▸ CONSIGNE: D'après le texte extrait, quel article de la loi de vendémiaire le ministre des finances accepte-t-il de voir reproduire ?

▸ TEXTE EXTRAIT:
^^^^^^^^^^^^^^^^

M. le ministre des finances (M. d’Huart) – Il est devenu clair pour tout le monde que la section centrale a voulu maintenir la législation existante ; je n’ai jamais prétendu autre chose.

Pour éviter le danger des interprétations, qu’on maintienne les termes de la loi actuelle, tels qu’ils sont , ou bien que l’on retranche les trois premiers paragraphes de l’article 2 de la section centrale ; l’article 8 qui porte la suppression des centimes additionnels donne la garantie que les 26 centimes additionnels seront supprimés. Du reste, je déclare ne m’opposer en aucune façon à ce qu’on reproduise l’article 58 de la loi de vendémiaire, comme le demande M. Demonceau.

M. Dubus (aîné) – Il faut que nous sachions sur quoi nous allons voter. Si l’on met aux voix l’article 58, je ne sais si l’on reproduit ainsi la rédaction de la section centrale telle qu’elle a été rectifiée ; je ne sais pas sur quoi l’on vote. On prétend qu’il est trop tard pour parler d’une nouvelle rédaction, puisque la discussion est close, et on nous renvoie au second vote ; mais nous pouvons non en occuper dès ce premier vote, puisqu’il en a été parlé dès la première séance. J’adjure les membres de la chambre de prendre garde au précédent qu’ils vont établir. Tout ce que je vois ici, c’est qu’on veut escamoter une proposition. Une proposition a été faite au nom de la section centrale, personne ne l’a contestée ; on attend que la discussion soit close pour soutenir que la section centrale n’a pas fait cette proposition, et quand le rapporteir vient dire : Si vous ne voulez pas considérer cette proposition comme émanant de la section centrale, considérez-là comme mienne, on lui répond qu’il est trop tard.

^^^^^^^^^^^^^^^^

▸ EXTRAIT DES DONNÉES:
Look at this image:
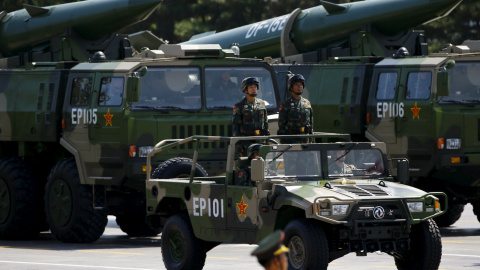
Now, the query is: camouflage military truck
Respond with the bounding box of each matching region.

^^^^^^^^^^^^^^^^

▸ RÉPONSE: L'article 58 de la loi de vendémiaire.